• [EXERCISE]:
Copy out every one of the records below word for word, leaving out the pictures.

• [DATASET CONTENT]:
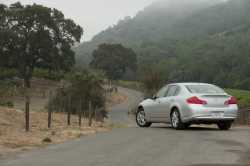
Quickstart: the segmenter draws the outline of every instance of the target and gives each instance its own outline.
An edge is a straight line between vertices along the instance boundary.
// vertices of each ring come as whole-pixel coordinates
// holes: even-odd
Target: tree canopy
[[[71,47],[82,28],[62,12],[42,5],[0,5],[0,62],[17,68],[25,80],[35,67],[69,70],[75,63]]]
[[[82,28],[62,12],[42,5],[0,4],[0,67],[13,68],[27,90],[35,68],[67,71],[75,63],[71,47],[80,42]],[[29,131],[29,94],[25,118]]]

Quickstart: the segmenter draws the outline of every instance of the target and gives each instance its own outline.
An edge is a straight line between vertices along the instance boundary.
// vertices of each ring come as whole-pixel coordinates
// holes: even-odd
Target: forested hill
[[[135,48],[149,41],[158,41],[172,34],[175,25],[188,16],[208,8],[219,0],[161,0],[140,11],[134,18],[126,17],[76,48],[77,56],[89,62],[93,49],[101,43],[122,43]],[[182,25],[181,25],[182,26]]]
[[[162,0],[146,7],[134,18],[127,17],[99,33],[92,41],[76,48],[76,52],[78,58],[87,64],[91,52],[100,43],[122,43],[136,51],[139,68],[152,62],[172,63],[174,58],[175,65],[182,68],[181,73],[184,69],[186,73],[182,76],[180,71],[174,70],[176,74],[165,75],[167,80],[209,81],[250,89],[246,75],[239,73],[247,73],[244,71],[249,69],[241,64],[250,61],[250,51],[247,50],[249,18],[249,0]],[[219,60],[221,64],[213,62]],[[205,64],[201,64],[203,61]],[[205,67],[215,67],[221,77],[215,78],[211,73],[216,71],[208,71]],[[223,78],[226,81],[221,80],[222,76],[226,77]],[[233,77],[234,81],[228,81],[229,77]],[[248,83],[249,87],[246,87]]]

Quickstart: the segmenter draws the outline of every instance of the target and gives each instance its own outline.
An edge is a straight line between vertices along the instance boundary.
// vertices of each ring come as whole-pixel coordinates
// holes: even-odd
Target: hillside
[[[75,48],[78,60],[88,64],[91,52],[101,43],[122,43],[139,49],[149,41],[159,41],[163,34],[167,32],[171,34],[171,29],[175,29],[176,23],[216,3],[218,0],[161,0],[155,2],[140,11],[134,18],[124,18],[117,25],[97,34],[92,41]]]
[[[122,43],[136,51],[139,72],[160,66],[166,82],[250,89],[249,17],[249,0],[158,1],[83,43],[76,53],[88,64],[100,43]]]

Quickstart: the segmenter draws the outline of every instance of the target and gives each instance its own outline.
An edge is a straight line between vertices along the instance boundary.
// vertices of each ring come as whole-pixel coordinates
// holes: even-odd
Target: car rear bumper
[[[234,121],[237,118],[238,106],[232,105],[224,108],[206,108],[202,106],[190,107],[190,114],[183,118],[184,122],[217,123],[221,121]]]

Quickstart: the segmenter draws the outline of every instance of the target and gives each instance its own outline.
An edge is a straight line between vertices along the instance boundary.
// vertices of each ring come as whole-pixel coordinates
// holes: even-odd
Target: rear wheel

• [RESULT]:
Quickstart: the segmenter draws the outline of every instance of the target and gives each instance its own outline.
An edge is a straight line between vertices along the instance boundary.
// vertices of each ring come as whole-pixel coordinates
// holes: even-odd
Target: tree canopy
[[[71,47],[82,28],[62,12],[42,5],[0,5],[0,62],[17,68],[25,80],[35,67],[69,70],[75,63]]]
[[[82,28],[62,12],[42,5],[0,4],[0,67],[13,68],[27,90],[35,68],[67,71],[75,63],[71,47],[80,42]],[[29,131],[29,94],[25,118]]]

Quickstart: the segmenter draws the outline of every instance of the target and gives each instance its own outline.
An edge is a straight line between vertices along the instance boundary.
// vertices of each ring come as whole-pixel coordinates
// holes: even-odd
Target: forested hill
[[[135,48],[149,41],[158,41],[172,34],[175,25],[188,16],[208,8],[219,0],[161,0],[140,11],[134,18],[126,17],[76,48],[77,56],[89,62],[93,49],[101,43],[122,43]],[[182,25],[181,25],[182,26]]]
[[[162,0],[146,7],[134,18],[127,17],[99,33],[92,41],[76,48],[76,52],[78,58],[87,64],[91,52],[100,43],[122,43],[136,51],[139,68],[152,62],[172,63],[174,58],[175,65],[182,68],[181,73],[184,69],[186,73],[182,76],[180,71],[174,70],[176,74],[165,75],[167,80],[209,81],[250,89],[246,75],[239,73],[247,73],[244,71],[249,69],[241,64],[250,61],[250,51],[247,50],[249,18],[249,0]],[[219,60],[221,64],[213,62]],[[205,64],[201,64],[203,61]],[[205,67],[215,67],[221,77],[215,78],[211,73],[216,71],[208,71]],[[223,78],[226,81],[221,80],[222,76],[226,77]],[[233,77],[234,81],[228,81],[229,77]],[[248,83],[249,87],[246,87]]]

Quickstart: the segmenter draws the outline of every instance of the target and gives each instance its own outline.
An edge is a straight line between vertices along the instance boundary.
// vertices of each ring come as whole-pixel coordinates
// holes: even-odd
Target: hillside
[[[75,48],[78,60],[88,64],[91,52],[101,43],[122,43],[139,49],[149,41],[159,41],[163,34],[167,32],[171,34],[171,29],[175,29],[176,23],[216,3],[218,0],[161,0],[155,2],[140,11],[134,18],[124,18],[117,25],[97,34],[92,41]]]
[[[122,43],[136,51],[139,72],[160,66],[166,82],[250,89],[249,17],[249,0],[158,1],[83,43],[76,53],[88,64],[100,43]]]

Quickstart: the segmenter draws the outline of every instance of the target and gives each instance its own outline.
An edge is a straight line between vertices along the instance boundary.
// vertices of each ring come as whole-pixel coordinates
// holes: even-odd
Target: car rear bumper
[[[234,121],[237,118],[238,106],[232,105],[224,108],[206,108],[202,106],[190,107],[190,114],[183,118],[184,122],[217,123],[221,121]]]

Quickstart: the segmenter draws the outline of every instance of the target and gives each instance its own outline.
An edge is a straight line between vertices along the instance boundary.
// vertices of each ring come as whole-pixel coordinates
// holes: even-odd
Target: rear wheel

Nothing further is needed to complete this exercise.